* [Aim of the exercise] Output every one of the records below verbatim, changing nothing.

* [Supplied records]
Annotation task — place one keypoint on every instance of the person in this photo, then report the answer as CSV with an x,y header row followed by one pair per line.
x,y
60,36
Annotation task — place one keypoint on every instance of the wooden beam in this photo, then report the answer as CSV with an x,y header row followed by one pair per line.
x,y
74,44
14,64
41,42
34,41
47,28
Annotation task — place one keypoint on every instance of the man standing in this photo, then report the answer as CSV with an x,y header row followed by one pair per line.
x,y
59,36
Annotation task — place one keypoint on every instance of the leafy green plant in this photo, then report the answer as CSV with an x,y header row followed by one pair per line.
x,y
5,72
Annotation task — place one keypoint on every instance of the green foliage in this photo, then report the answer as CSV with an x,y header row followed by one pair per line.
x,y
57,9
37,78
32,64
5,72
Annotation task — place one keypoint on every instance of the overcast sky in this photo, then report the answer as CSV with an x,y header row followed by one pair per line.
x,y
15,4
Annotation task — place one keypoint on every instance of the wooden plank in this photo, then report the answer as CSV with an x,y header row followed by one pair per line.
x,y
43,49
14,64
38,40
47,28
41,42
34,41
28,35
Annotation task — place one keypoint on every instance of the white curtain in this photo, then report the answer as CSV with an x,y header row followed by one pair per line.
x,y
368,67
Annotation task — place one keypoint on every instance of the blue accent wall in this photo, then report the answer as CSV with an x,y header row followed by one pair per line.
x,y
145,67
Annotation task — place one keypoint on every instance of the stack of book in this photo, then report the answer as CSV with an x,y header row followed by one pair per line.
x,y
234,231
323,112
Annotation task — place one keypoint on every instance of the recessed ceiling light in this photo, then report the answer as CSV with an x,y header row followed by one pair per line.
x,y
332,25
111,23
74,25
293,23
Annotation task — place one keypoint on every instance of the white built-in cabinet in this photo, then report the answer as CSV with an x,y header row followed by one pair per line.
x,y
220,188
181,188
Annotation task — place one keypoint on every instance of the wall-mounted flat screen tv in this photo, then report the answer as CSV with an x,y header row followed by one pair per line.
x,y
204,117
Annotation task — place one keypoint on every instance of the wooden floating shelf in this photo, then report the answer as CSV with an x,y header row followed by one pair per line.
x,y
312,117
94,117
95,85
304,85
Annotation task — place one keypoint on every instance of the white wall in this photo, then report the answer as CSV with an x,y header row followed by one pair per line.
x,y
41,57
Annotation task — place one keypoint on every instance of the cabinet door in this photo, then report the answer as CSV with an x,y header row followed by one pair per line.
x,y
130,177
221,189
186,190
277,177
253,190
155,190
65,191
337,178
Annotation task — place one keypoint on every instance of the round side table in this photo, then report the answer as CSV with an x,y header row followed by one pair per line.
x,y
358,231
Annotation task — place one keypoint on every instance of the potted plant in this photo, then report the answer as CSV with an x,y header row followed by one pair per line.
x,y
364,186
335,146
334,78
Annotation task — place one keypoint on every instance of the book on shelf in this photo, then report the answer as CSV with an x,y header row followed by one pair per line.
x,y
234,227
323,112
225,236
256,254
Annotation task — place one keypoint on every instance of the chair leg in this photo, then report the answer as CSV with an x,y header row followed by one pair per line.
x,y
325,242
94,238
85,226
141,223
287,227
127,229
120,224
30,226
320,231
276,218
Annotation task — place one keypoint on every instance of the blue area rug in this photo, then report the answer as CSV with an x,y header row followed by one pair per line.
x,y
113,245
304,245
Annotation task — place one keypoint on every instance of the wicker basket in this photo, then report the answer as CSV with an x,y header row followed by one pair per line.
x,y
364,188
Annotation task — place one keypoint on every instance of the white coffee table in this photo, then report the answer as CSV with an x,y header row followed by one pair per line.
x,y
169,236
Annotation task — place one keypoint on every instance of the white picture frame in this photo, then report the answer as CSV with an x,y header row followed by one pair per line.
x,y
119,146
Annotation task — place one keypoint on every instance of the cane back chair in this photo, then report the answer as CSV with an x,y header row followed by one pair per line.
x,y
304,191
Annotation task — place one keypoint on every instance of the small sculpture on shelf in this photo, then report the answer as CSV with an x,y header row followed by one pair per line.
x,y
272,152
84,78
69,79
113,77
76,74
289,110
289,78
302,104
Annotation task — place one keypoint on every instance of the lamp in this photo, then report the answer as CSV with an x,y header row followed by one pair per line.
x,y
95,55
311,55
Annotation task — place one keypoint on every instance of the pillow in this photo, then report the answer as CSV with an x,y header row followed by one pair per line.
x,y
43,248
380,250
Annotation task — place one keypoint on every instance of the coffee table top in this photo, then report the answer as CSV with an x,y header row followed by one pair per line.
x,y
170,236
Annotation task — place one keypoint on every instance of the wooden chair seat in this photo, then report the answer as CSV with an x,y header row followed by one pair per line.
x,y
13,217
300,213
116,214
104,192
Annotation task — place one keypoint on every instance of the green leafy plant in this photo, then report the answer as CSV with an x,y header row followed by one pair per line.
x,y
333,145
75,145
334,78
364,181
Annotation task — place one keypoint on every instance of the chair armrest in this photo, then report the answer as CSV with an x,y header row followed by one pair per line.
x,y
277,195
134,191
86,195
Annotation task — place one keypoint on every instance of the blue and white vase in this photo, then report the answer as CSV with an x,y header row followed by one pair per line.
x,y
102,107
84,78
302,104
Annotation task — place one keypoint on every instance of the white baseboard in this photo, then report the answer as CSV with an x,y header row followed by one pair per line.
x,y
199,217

* [The completed task]
Annotation task — place one keypoint on every instance of the person in this photo, then report the answer as CSV with an x,y header row followed by one pair per line.
x,y
60,36
Annotation task — place one keypoint on every instance of the wooden beam in this photo, then report the answer as CSV with an x,y header row followed by one pair per line.
x,y
74,44
14,64
41,42
34,41
47,28
Annotation task — place one keypoint on every instance of the man standing in this photo, then report the answer as CSV with an x,y header row followed by one pair per line.
x,y
59,36
Annotation task — place one keypoint on every instance of the leafy green plant in this photo, then report the answer as CSV with an x,y header row followed by one pair per line.
x,y
5,72
Annotation task — place one keypoint on every instance of the green foliage in this photo, then report the answer as CSV with an x,y header row followed by one pair per line.
x,y
57,9
37,78
32,64
5,72
Annotation task — place one keypoint on every instance of the overcast sky in this photo, then report the answer as CSV with an x,y header row followed by one pair per line.
x,y
15,4
Annotation task — place one keypoint on every instance of the wooden plank in this photo, then report the answer as CSV with an x,y header row followed by one pair per line.
x,y
43,49
14,64
38,40
47,28
41,42
34,41
28,35
Annotation task — place one keypoint on every instance of the white curtain in this photo, then report the answer as CSV with an x,y header row followed by one pair per line.
x,y
368,67
Annotation task — place one keypoint on every instance of the blue accent wall in this photo, then report the answer as CSV with an x,y header row followed by one pair per line.
x,y
145,67
Annotation task — place one keypoint on every instance of the stack of book in this photo, then report the answer as CSV with an x,y header row followed by one pair per line.
x,y
234,231
323,112
Annotation task — place one keypoint on every instance of the recessed ceiling light in this photo, then report the answer as CSV with an x,y header row followed by one pair per line.
x,y
332,25
111,23
74,25
293,23
Annotation task — place one keypoint on every instance of the white built-in cabinet in this photo, then report the answer as CSV with an x,y header row followed by one pair per line.
x,y
220,188
181,188
Annotation task — place one keypoint on every instance of the wall-mounted flat screen tv in this photo, then report the answer as CSV with an x,y header row followed by one pair per line.
x,y
204,117
Annotation task — place one keypoint on every instance of the wooden floating shelf in this photo, then report the answer as CSV with an x,y header row followed by one pair per line.
x,y
312,117
94,117
95,85
304,85
Annotation task — place one keypoint on every instance of the white wall in this photo, then report the answer as CSV with an x,y header row followed by one pair per line.
x,y
41,57
Annotation task — place one keypoint on every instance of the cabinet door in this photo, then report the answer as CSV with an x,y header row followed by one pair per line.
x,y
130,177
221,189
186,190
277,177
253,190
155,190
65,191
337,178
Annotation task — place one keypoint on every instance of the round side table in this photo, then report the answer as CSV with an x,y header row followed by one pair per line.
x,y
358,231
Annotation task — place one keypoint on every instance of the potted plant in this photo, then report the answer as CSV with an x,y header row followed by one pair per line.
x,y
364,186
335,146
334,78
Annotation task — place one keypoint on every instance of the book on shelf in this photo, then report the answer as CSV with an x,y header row followed by one pair per line.
x,y
234,227
323,112
225,236
256,254
Annotation task — place one keypoint on every instance of the chair leg in this photo, then report the answer as CSV with an x,y header row followed by one pair per line.
x,y
325,242
94,238
85,226
141,223
287,227
127,229
120,224
30,226
320,231
276,218
Annotation task — place one keypoint on every instance of the blue area rug in this photo, then report the answer as CSV with an x,y header row followed by one pair per line.
x,y
113,245
304,245
Annotation task — place one keypoint on every instance of the wicker basket in this photo, then report the answer as CSV with an x,y header row followed by one pair per line.
x,y
364,188
Annotation task — place one keypoint on every instance of the white coffee table in this photo, then report the answer as CSV with an x,y header row followed by one pair per line.
x,y
169,236
Annotation task — place one keypoint on every instance of the white picture frame in this photo, then report the answer as CSV with an x,y header row followed by one pair per line.
x,y
119,146
Annotation task — place one keypoint on every instance of the cane back chair in this photo, then report the answer as CSV with an x,y header row followed by one pair per line.
x,y
304,191
Annotation task — place one keypoint on every instance of the small sculpture on shelf in this photo, then report the answer as CSV with an x,y header row followed by one pair per line.
x,y
272,152
84,78
69,79
113,77
76,74
289,110
289,78
302,104
Annotation task — place one keypoint on every instance of the lamp in this photo, then report the answer as CSV with an x,y header row followed by one pair per line.
x,y
95,55
311,55
Annotation task — place one keypoint on every instance of the pillow in this photo, then report the answer as CSV with an x,y header row followed by one pair per line.
x,y
43,248
380,250
Annotation task — place one keypoint on every instance of the coffee table top in this photo, then report the answer as CSV with an x,y header row followed by one pair per line.
x,y
170,236
Annotation task — place one keypoint on every instance of the wooden chair seat in this photo, then report the answer as CSV with an x,y header row followed by one pair per line.
x,y
13,217
300,213
116,214
104,192
Annotation task — place one keypoint on every instance of the green leafy plant in this photo, then report the answer as CSV with an x,y header row followed by one pair per line.
x,y
333,145
75,145
334,78
364,181
Annotation task — place one keypoint on every instance of the chair armrest in this photo, then report the answer as CSV with an x,y header row followed by one pair per line.
x,y
277,195
134,191
86,195
Annotation task — place one keypoint on every instance of the blue and white vase in this photo, then report the answer as CSV with an x,y header row followed by one pair per line.
x,y
102,107
84,78
302,104
Annotation task — place one keypoint on every instance of the white baseboard in this photo, then report the answer as CSV with an x,y header row followed by one pair per line.
x,y
199,217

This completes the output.